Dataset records

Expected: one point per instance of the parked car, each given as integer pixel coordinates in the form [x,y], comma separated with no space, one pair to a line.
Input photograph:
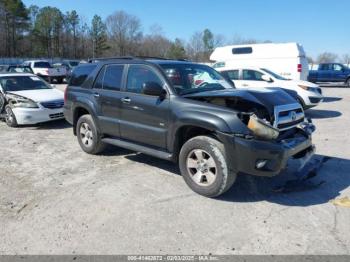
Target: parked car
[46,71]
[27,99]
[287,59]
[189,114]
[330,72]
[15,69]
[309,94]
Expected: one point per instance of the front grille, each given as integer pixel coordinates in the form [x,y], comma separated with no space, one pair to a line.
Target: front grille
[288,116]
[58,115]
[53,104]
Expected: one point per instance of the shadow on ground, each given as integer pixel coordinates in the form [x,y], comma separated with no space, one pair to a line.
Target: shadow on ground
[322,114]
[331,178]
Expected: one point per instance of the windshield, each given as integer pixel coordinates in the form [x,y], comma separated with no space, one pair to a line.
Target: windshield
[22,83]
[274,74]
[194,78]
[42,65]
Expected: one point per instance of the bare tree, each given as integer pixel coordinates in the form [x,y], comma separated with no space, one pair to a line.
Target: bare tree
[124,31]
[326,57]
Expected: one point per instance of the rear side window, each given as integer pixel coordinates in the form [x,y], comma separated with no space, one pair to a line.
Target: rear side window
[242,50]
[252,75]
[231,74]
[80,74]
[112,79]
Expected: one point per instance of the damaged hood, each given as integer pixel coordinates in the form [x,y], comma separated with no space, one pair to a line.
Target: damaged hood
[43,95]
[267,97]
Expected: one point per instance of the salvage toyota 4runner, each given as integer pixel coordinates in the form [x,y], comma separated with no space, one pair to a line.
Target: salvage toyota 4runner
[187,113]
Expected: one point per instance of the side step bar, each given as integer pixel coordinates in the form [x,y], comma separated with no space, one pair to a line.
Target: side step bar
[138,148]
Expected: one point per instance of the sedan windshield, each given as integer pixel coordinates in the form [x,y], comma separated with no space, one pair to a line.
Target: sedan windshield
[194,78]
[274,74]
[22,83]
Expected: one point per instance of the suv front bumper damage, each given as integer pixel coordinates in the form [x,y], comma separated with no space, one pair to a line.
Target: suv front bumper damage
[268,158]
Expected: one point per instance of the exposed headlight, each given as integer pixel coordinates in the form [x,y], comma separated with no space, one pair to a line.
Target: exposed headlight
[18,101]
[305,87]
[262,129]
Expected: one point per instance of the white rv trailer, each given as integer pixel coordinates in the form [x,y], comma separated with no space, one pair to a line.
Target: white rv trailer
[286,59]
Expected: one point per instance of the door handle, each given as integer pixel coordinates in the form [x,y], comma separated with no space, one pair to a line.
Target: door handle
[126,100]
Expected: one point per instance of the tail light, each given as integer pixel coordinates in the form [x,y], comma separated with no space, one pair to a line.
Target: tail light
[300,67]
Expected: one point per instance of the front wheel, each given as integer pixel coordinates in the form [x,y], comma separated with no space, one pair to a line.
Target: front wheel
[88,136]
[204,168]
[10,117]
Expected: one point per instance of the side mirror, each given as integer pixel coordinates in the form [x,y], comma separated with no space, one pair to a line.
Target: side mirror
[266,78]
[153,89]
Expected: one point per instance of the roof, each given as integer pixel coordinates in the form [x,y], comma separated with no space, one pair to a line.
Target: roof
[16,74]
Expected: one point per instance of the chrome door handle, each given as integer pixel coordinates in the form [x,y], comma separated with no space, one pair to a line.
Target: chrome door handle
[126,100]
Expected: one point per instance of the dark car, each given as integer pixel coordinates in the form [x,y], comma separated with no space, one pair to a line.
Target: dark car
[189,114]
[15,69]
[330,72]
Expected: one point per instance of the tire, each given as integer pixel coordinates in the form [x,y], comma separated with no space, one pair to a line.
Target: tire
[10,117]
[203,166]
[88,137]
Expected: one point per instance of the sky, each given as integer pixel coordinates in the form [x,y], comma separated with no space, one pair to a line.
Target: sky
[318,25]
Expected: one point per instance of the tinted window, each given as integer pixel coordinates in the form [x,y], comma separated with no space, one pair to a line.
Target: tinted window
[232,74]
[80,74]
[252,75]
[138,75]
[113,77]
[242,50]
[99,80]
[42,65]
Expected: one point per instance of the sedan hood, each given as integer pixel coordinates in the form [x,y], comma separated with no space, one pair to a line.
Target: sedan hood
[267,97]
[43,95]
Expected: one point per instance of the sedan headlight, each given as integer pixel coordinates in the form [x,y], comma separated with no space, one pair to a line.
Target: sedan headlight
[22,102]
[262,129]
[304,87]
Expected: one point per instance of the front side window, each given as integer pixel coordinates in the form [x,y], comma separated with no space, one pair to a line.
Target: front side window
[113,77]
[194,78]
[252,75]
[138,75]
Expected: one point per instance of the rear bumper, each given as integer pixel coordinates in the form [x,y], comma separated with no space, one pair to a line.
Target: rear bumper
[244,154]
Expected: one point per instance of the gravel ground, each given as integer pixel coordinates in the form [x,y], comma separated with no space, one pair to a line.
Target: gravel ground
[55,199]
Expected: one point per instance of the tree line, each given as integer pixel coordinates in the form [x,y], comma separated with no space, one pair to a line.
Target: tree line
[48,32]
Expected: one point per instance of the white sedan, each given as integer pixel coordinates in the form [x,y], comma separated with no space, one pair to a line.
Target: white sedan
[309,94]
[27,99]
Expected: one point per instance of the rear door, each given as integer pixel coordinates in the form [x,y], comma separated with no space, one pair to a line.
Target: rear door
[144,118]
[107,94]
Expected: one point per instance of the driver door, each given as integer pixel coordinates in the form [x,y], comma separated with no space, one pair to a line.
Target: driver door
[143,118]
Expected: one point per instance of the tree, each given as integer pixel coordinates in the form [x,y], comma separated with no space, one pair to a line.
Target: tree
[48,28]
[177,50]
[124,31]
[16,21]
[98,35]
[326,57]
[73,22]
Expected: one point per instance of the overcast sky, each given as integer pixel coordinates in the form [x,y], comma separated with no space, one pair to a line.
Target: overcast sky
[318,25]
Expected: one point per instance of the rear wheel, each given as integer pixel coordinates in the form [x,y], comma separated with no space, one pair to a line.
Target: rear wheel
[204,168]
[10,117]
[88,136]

● PROBLEM TO WORK ON
Copy out every line of the data above word for word, from the first line to the last, but leave out the pictures.

● EXERCISE ANSWER
Expected: one point per instance of the parked car, each given as integer pixel coordinates in the form [x,y], comma separated with no space, one pair to a line.
Input photograph:
Target: parked car
[46,71]
[27,99]
[287,59]
[189,114]
[330,72]
[15,69]
[309,94]
Expected: one point per instance of the front grille, each given as integer pixel coordinates in the form [x,y], comma separated with no space, one pair to a line.
Target: front grille
[288,116]
[58,115]
[53,104]
Expected: one point per instance of the shadow on ground, each given as integer pixel coordinates in the form [x,y], comma separated with no space, one pair to a line.
Target: shadow on ground
[322,114]
[331,178]
Expected: one point per instance of the windshield, each given as integer pixel coordinates in the form [x,y], comma separated with no space, one pair to a line.
Target: windshield
[22,83]
[274,74]
[194,78]
[42,65]
Expected: one point per instance of the bare tree, each given as integer pixel coordinates in the form [x,y], comma separated with no space, one pair to a line.
Target: bare tree
[124,31]
[326,57]
Expected: one point per instance of the rear side window, each given as integer pixel coordinates in the form [x,y], comma separated with no space, one pair to a line.
Target: rear side window
[242,50]
[252,75]
[231,74]
[80,74]
[112,79]
Expected: one point per instance of the damaged hood, each given as integer pixel coordinates in the form [x,y], comma separated with no space, one pair to a line.
Target: damaged hood
[43,95]
[267,97]
Expected: one point per instance of the salvage toyota 4runner, each given as integer pixel coordinates in the form [x,y], comma separated with no space, one pair to a line.
Target: salvage toyota 4runner
[187,113]
Expected: one point per instance of the side step bar, each given as integer pixel coordinates in the form [x,y], comma separated with no space, one pair to a line.
Target: side step bar
[138,148]
Expected: one point per instance of the sedan windshield, each given as integer pixel coordinates in the form [x,y], comma separated with no space, one pair to a line.
Target: sedan windshield
[194,78]
[274,74]
[22,83]
Expected: one point per instance of the suv front bumper damage, each given as integer pixel coordinates in the form [x,y], comma separated with no space, one pair to a line.
Target: suv front bumper damage
[268,158]
Expected: one point per instance of the exposed headlight, each given as integer pixel coordinates in the form [x,y], comma separated with no space, one pair to a line.
Target: exposed headlight
[18,101]
[305,87]
[262,129]
Expected: one point per instance of the white rv trailer, each given as integer pixel coordinates in the form [x,y], comma separated with no space, one pair to a line.
Target: white rv trailer
[286,59]
Expected: one point per instance of the door handle, each given as integer pixel coordinates in the form [x,y], comma separated with no space, one pair to a line.
Target: door handle
[126,100]
Expected: one point per instance of the tail light, each given as integer pixel coordinates in the form [x,y], comma separated with no space, one pair to a line.
Target: tail light
[300,67]
Expected: one point per instance of the front wheel, each given as integer pixel coordinates in the form [x,y], comma separated with no space, one pair to a line.
Target: front wheel
[88,136]
[204,168]
[10,117]
Expected: one point per instance of the side mirror, each given as integer pixel coordinates in the form [x,y], comma separated with no space, one pair to a line.
Target: side mirror
[266,78]
[153,89]
Expected: one point per instance of the roof, each given as integer pixel coordinates in the form [x,y], comma separated with no space, one pair to a line.
Target: roof
[16,74]
Expected: one point per instance of the chrome door handle, each given as integer pixel coordinates in the form [x,y], comma separated with no space, one pair to a line.
Target: chrome door handle
[126,100]
Expected: one point per instance of the dark car, each given as integer pixel coordinates in the form [x,y], comma separated with no space, one pair to a line.
Target: dark car
[189,114]
[15,69]
[330,72]
Expected: one point per instance of the tire, each given as integer pixel coordinates in the form [x,y], comma separated with no space, one pair to a line.
Target: tire
[10,117]
[203,166]
[88,137]
Expected: one point per instance of the sky, each given as integer pixel coordinates in the form [x,y], comma separated with no space, one pair to a line.
Target: sky
[318,25]
Expected: one point per instance of the tinted window, each given as integer pixel coordinates in the form [x,y], comma separated with no space, one pair to a line.
Target: tinted window
[232,74]
[80,74]
[252,75]
[138,75]
[113,77]
[242,50]
[99,80]
[42,65]
Expected: one point per instance of the sedan hood, each given as integer pixel coordinates in the form [x,y], comma separated with no space, one pair to a line.
Target: sedan hood
[267,97]
[43,95]
Expected: one point per instance of the sedan headlight, each given as integer pixel coordinates in the form [x,y], comma separated with no space, one pair to a line.
Target: sedan headlight
[22,102]
[262,129]
[304,87]
Expected: one point per instance of the front side window, each given as integer pixel coordinates in the form [x,y], comma separated with no space, one pair to a line.
Target: front side window
[113,77]
[194,78]
[252,75]
[138,75]
Expected: one point per instance of the rear bumper, each given as integer pixel coordinates in the form [x,y], comma separated with no space, one pair to a line.
Target: rear bumper
[244,154]
Expected: one point per instance of the gravel ground, each given as integer pixel coordinates in the form [x,y], comma separated with no space, one pair to a line.
Target: gravel ground
[55,199]
Expected: one point per instance of the tree line, each given as integer pixel coordinates in the form [x,y], comma separated with no space, one pair to a line.
Target: tree line
[48,32]
Expected: one point per instance of the white sedan, each given as integer pixel coordinates in the form [x,y], comma separated with no space, one pair to a line.
Target: white sedan
[309,94]
[27,99]
Expected: one point per instance of the rear door, each given as integer pixel coordinates in the form [x,y], comma separated with no space, one pair to a line.
Target: rear door
[144,118]
[107,94]
Expected: one point per instance of the driver door, each given as integer pixel coordinates in the form [x,y], comma separated with no space, one pair to a line.
Target: driver door
[143,118]
Expected: one point per instance of the tree, each given as integer pixel coordinates in the form [x,y], comma separated with no space, one pair to a line.
Target: tree
[48,28]
[177,50]
[124,31]
[16,21]
[98,35]
[326,57]
[73,22]
Expected: one point per instance of the overcast sky, each given as integer pixel coordinates in the form [x,y], comma separated with no space, one pair to a line.
Target: overcast sky
[318,25]
Expected: one point per instance of the rear wheel, each given as integer pixel coordinates in the form [x,y], comma separated with no space, one pair to a line.
Target: rear wheel
[204,168]
[10,117]
[88,136]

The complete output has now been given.